*DOCUMENT EXTRACT*
%%
Thursday, February 5, 2009

Santo's Best 10 Part II

Okay, let’s be honest here. For all my enthusiastic touting of Santo’s movies, the truth is that quite a large number of them suck balls. Here is the second part of my list of ten of them that totally don’t.

6. Operacion 67/El Tesoro de Moctezuma (1966)
(aka Operation 67/The Treasure Montezuma)
I am listing these two together because, seeing as they were shot back-to-back with the same cast of characters, they are essentially like two halves of one movie. The first attempts to tie Santo in with the James Bond craze, these two spy adventures are the most handsomely mounted of Santo’s films, and also the first shot in glorious Eastman Color. While there are no monsters on hand, the thrill of seeing Santo surrounded by such comparatively lush production values, plus the abundance of fast-paced action and typical, sixties-style sub-Bondian goofiness, makes up for the absence. As a bonus, these films give us the debut of the formerly saintly Santo as a globe-hopping ladies man, necking with adoring bikini babes in a swinging bachelor pad equipped with its own simulated beach.

7. Santo vs. Las Lobas (1972)
(aka Santo vs. the She-Wolves)
One of only two Santo films produced by Jaime Jimenez Pons (who also co-wrote and directed), this one gives us the last thing we’d expect from a Santo movie at this point: actual surprises. While most of Santo’s monster mashes played like throwbacks to the Universal horror films of the forties, Las Lobas has a gritty, nihilistic tone that’s very much in keeping with the horror films of its era. There’s an obvious attempt to make a serious horror movie being made here, and in the process Santo at times gets presented in a light we’re very unaccustomed to seeing him in. For one thing, he is not above showing fear and fleeing for his life, and at times is regarded with far from the customary reverence by those he is trying to protect. Las Lobas stumbles at a few key points, but overall it succeeds in being one of the most creepy, atmospheric and memorable of Santo’s movies, which is especially impressive coming at this late stage in the game.

8. Santo y Blue Demon contra Dr. Frankenstein (1973)
(aka Santo and Blue Demon vs. Dr. Frankenstein)
%%
*COLLECTED MATERIAL*
%%
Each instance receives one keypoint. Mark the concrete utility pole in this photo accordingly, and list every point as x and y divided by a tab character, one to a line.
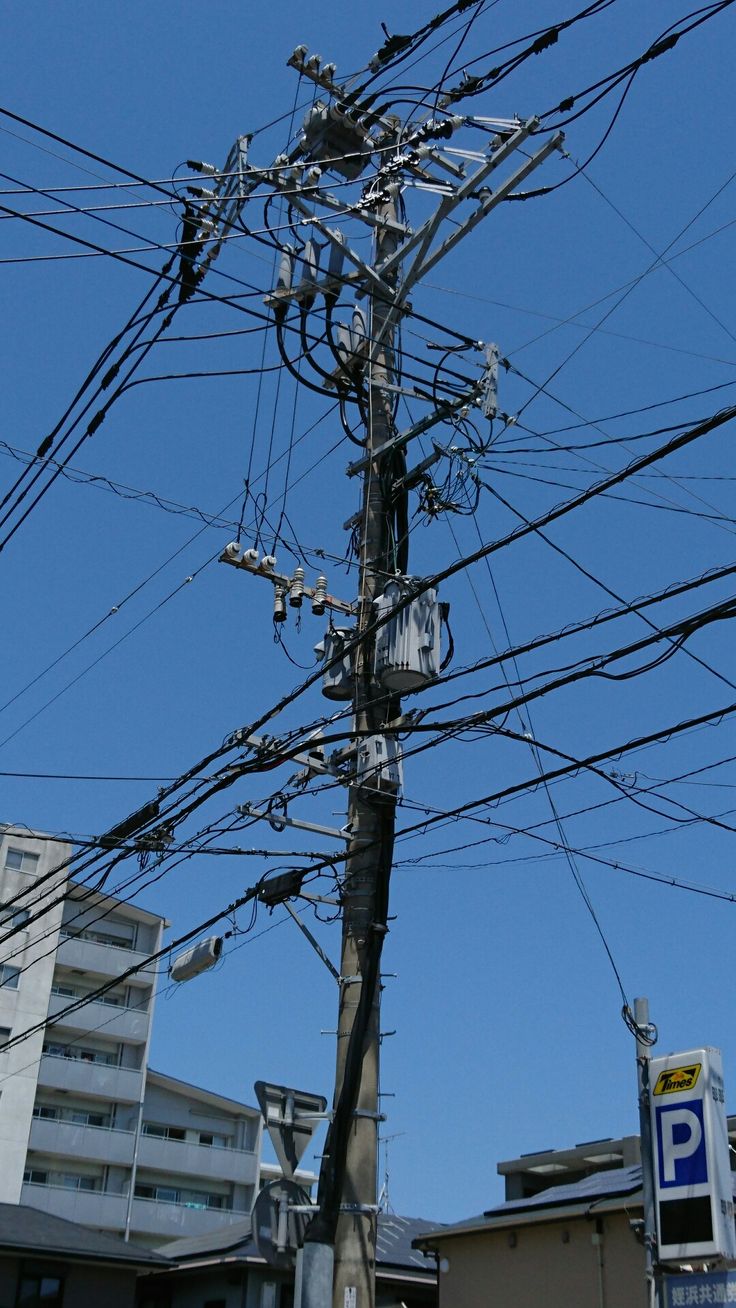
340	136
642	1019
371	816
%%
*REQUIREMENT*
Write out, word for word, the part of the Santo movie list that opens with the words containing "Okay, let’s be" and closes with "67/The Treasure Montezuma)". This material has nothing to do with what is asked here.

*OUTPUT OF THE EXERCISE*
Okay, let’s be honest here. For all my enthusiastic touting of Santo’s movies, the truth is that quite a large number of them suck balls. Here is the second part of my list of ten of them that totally don’t.

6. Operacion 67/El Tesoro de Moctezuma (1966)
(aka Operation 67/The Treasure Montezuma)